[DESCRIPTION OF THE TASK]
Every record must be written out once more, with nothing added or omitted.

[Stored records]
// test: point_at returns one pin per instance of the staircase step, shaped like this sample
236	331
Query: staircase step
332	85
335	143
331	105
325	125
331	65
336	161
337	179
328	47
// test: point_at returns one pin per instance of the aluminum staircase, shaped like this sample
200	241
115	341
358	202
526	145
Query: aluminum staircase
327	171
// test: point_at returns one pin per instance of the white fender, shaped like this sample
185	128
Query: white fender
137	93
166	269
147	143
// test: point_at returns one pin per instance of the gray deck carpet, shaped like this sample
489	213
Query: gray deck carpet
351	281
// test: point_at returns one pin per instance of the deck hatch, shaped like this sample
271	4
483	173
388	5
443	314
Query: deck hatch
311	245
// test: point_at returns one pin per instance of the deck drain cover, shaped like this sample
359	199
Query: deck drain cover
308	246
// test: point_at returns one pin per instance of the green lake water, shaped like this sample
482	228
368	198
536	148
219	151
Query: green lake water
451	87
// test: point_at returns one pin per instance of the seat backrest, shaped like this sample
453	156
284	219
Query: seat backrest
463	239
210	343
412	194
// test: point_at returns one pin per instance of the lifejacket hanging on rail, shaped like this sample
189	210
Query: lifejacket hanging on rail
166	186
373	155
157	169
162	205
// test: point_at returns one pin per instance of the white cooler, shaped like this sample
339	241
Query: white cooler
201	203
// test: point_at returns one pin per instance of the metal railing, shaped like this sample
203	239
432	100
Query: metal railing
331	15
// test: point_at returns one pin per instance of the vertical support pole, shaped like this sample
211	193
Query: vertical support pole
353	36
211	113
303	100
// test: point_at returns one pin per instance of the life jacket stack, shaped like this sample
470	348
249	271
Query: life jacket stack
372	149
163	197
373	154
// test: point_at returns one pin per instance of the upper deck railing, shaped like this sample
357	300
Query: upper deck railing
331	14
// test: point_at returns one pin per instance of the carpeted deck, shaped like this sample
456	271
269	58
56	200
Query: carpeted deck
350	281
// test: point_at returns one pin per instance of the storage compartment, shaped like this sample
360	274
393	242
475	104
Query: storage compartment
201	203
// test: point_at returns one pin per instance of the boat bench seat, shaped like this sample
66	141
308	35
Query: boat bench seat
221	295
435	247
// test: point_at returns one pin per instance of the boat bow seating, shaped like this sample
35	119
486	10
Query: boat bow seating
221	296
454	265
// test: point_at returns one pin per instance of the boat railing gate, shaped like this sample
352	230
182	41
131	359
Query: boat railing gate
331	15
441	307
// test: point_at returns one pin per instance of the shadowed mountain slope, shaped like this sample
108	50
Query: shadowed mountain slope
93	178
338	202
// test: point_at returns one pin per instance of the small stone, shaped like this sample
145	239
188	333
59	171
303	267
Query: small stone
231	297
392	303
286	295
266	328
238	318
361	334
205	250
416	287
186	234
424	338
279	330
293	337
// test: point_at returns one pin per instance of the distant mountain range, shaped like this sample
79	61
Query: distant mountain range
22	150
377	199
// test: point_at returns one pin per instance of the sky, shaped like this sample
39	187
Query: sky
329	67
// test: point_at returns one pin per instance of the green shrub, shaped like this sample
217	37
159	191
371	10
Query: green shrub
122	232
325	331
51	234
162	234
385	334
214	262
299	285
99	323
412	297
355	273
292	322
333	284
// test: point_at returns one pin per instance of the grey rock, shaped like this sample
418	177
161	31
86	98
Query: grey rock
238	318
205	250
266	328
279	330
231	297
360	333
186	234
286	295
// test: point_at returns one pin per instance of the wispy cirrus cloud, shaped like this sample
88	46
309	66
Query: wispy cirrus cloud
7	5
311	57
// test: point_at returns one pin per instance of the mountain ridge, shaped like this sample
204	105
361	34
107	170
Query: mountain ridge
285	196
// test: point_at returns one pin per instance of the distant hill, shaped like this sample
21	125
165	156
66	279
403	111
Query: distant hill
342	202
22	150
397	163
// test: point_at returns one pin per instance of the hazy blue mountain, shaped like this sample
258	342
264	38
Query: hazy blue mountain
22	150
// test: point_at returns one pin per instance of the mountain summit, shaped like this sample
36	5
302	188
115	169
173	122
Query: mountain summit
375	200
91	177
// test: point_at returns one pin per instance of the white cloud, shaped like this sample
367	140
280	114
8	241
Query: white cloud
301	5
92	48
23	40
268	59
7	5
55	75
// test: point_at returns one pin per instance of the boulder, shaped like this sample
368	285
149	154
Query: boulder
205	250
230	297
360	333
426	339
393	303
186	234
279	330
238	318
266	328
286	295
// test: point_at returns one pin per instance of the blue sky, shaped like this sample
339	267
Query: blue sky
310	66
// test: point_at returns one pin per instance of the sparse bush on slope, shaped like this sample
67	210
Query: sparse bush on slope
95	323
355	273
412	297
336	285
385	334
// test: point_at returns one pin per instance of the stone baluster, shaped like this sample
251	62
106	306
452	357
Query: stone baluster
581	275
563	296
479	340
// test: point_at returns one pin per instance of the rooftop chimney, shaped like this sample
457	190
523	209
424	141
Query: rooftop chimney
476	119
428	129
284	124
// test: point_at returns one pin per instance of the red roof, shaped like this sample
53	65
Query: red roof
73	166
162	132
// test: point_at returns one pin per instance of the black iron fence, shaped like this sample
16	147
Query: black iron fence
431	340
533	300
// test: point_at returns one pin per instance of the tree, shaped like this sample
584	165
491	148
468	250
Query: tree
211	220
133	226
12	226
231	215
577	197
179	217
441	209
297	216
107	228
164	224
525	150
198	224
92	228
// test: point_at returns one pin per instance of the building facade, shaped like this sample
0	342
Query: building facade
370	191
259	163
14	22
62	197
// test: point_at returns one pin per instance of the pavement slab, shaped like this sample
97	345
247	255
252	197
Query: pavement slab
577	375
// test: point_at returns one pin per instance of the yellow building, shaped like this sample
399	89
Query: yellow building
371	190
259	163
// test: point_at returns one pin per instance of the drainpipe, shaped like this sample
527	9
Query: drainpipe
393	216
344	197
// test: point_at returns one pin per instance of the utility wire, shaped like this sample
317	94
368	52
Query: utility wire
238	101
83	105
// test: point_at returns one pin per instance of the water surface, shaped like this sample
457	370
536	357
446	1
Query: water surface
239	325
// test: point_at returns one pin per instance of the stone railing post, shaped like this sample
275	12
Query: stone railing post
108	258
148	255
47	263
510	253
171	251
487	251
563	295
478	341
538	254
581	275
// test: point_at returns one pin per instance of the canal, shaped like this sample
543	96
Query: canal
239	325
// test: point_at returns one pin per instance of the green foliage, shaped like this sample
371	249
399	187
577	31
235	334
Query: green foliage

[PROBLEM SOLUTION]
// test: point_at returns one pin per instance of the staircase step, shaped like this sample
236	331
Query: staircase step
332	85
335	143
331	105
325	125
331	65
336	161
337	179
328	47
// test: point_at returns one pin per instance of the aluminum staircase, shaped like this sample
200	241
115	341
358	202
526	145
Query: aluminum staircase
327	171
// test: point_at returns one pin per instance of the white fender, shaped like this sample
185	128
Query: white fender
137	93
166	269
147	143
// test: point_at returns one pin per instance of the gray deck carpet, shaped like this sample
489	213
Query: gray deck carpet
351	281
// test: point_at returns one pin per instance of the deck hatch, shaped like this sample
271	4
483	173
388	5
443	314
Query: deck hatch
311	245
// test: point_at returns one pin per instance of the deck drain cover, shaped like this sample
359	199
Query: deck drain cover
308	246
// test: point_at returns one pin per instance of the green lake water, shaped like this sample
482	228
368	198
536	148
219	151
Query: green lake water
451	87
// test: point_at returns one pin per instance of the seat backrest, shaped like this sample
453	156
284	219
Query: seat backrest
463	239
210	343
412	194
// test: point_at returns one pin per instance of the lifejacket hanging on rail, shaped like this sample
189	210
Query: lifejacket hanging on rail
166	186
373	155
157	169
162	205
// test: point_at returns one pin per instance of the white cooler, shaped like this sample
339	241
Query: white cooler
201	203
// test: point_at returns one pin per instance of the metal railing, shaped like this sample
203	239
432	100
Query: metal railing
331	15
// test: point_at returns one pin per instance of the vertical support pole, shaped like this sample
211	193
Query: vertical support pole
353	36
211	113
303	100
// test: point_at returns one pin per instance of the life jacket stack, shaped like this sample
470	348
249	271
Query: life jacket stack
372	149
163	197
373	154
// test: point_at returns one pin per instance of the upper deck railing, shaped like this sample
357	300
Query: upper deck railing
331	14
// test: point_at returns one pin per instance of the carpeted deck, shaped like this sample
456	271
269	58
56	200
Query: carpeted deck
350	281
// test: point_at returns one pin per instance of the storage compartment, shaped like this sample
360	274
393	242
475	104
Query: storage compartment
201	203
// test: point_at returns one pin per instance of the boat bench seat, shaped like this sample
66	141
308	35
Query: boat bench seat
221	295
435	247
// test: point_at returns one pin per instance of the boat bow seating, shaped like this sample
35	119
486	10
Query: boat bow seating
221	296
454	265
// test: point_at returns one pin per instance of the boat railing gate, shaped like this sample
352	230
182	41
131	359
Query: boat railing gate
331	15
441	307
// test: point_at returns one pin per instance of the shadowed mountain slope, shaped like this sample
108	50
Query: shadowed mountain slope
93	178
338	202
// test: point_at returns one pin per instance of the small stone, shaped like this sample
145	239
188	333
59	171
303	267
Query: small stone
231	297
392	303
286	295
266	328
238	318
361	334
205	250
416	287
186	234
424	338
279	330
293	337
// test: point_at returns one pin per instance of the distant mountain range, shaped like this sample
79	61
Query: distant mountain range
22	150
377	199
// test: point_at returns one pin per instance of the sky, shaped like this sample
39	187
Query: sky
329	67
// test: point_at returns one pin per instance of the green shrub, shaped like this sample
217	37
159	191
371	10
Query: green shrub
122	232
325	331
51	234
162	234
385	334
214	262
299	285
99	323
412	297
355	273
292	322
333	284
// test: point_at returns one pin per instance of the grey rock, shaped like this sample
418	177
161	31
86	98
Query: grey rock
238	318
205	250
266	328
279	330
231	297
360	333
186	234
286	295
// test: point_at returns one pin per instance of the wispy cirrus cloud, shaped like this sample
88	46
309	66
Query: wispy cirrus cloud
7	5
311	57
// test: point_at returns one pin per instance of the mountain ridge, shaped like this sample
204	105
361	34
107	170
Query: mountain ridge
285	196
// test: point_at returns one pin per instance of the distant hill, shaped like this sample
21	125
165	156
66	279
403	111
Query: distant hill
342	202
22	150
397	163
// test: point_at returns one pin per instance of the hazy blue mountain, shaped like this sample
258	342
264	38
Query: hazy blue mountain
22	150
// test: point_at returns one pin per instance of the mountain summit, shaped like this sample
36	5
302	188
115	169
173	122
Query: mountain summit
375	200
91	177
// test: point_at returns one pin per instance of the white cloud, shaped like this sample
367	140
280	114
8	241
Query: white cloud
301	5
92	48
23	40
268	59
7	5
55	75
// test: point_at returns one pin per instance of the boulder, shaped like this sample
368	285
149	154
Query: boulder
205	250
230	297
360	333
426	339
393	303
186	234
279	330
238	318
266	328
286	295
// test: point_at returns one pin per instance of the blue sky, shaped like this sample
339	267
Query: blue sky
310	66
// test: point_at returns one pin per instance of the sparse bush on slope, shaped like this sample
67	210
Query: sparse bush on slope
95	323
355	273
412	297
336	285
385	334
// test: point_at returns one pin per instance of the stone baluster, shaped like this sample
251	62
106	306
452	357
Query: stone baluster
581	275
563	296
479	340
// test: point_at returns one pin per instance of the rooftop chimney, shaped like this sample
457	190
523	209
424	141
Query: rooftop chimney
476	119
428	129
284	124
// test: point_at returns one pin per instance of the red roof, shaped like this sample
53	65
Query: red roof
73	166
162	132
// test: point_at returns one pin per instance of the black iron fence, shaped like this sample
16	147
Query: black iron fence
431	340
533	300
// test: point_at returns one pin per instance of the tree, shaped like this sample
584	165
491	148
468	250
Query: tree
211	220
133	226
12	226
231	215
577	197
179	217
441	209
297	216
107	228
164	224
525	150
198	224
92	228
// test: point_at returns one pin per instance of the building facade, shaped like this sample
0	342
Query: building facade
370	191
259	163
14	22
62	197
// test: point_at returns one pin per instance of the pavement slab, shaped like this sample
97	345
247	255
252	197
Query: pavement slab
577	375
// test: point_at returns one pin per instance of the yellow building, shaped like this sample
399	89
Query: yellow building
371	190
259	163
// test: point_at returns one pin per instance of the drainpipe, shaped like this sample
527	9
Query: drainpipe
393	216
344	197
// test: point_at returns one pin per instance of the utility wire, shaped like this sample
317	94
368	52
Query: utility wire
238	101
83	105
// test: point_at returns one pin per instance of the water surface, shaped like this sample
457	370
536	357
446	1
Query: water surface
239	325
// test: point_at returns one pin per instance of the stone railing post, shaped like this sample
275	12
Query: stone railing post
108	258
148	255
47	263
510	253
171	251
487	251
563	295
478	341
538	254
581	275
// test: point_at returns one pin per instance of the canal, shaped like this sample
543	96
Query: canal
239	325
// test: point_at returns one pin per instance of the green foliage, shaped like this sample
371	249
399	187
577	31
235	334
Query: green foliage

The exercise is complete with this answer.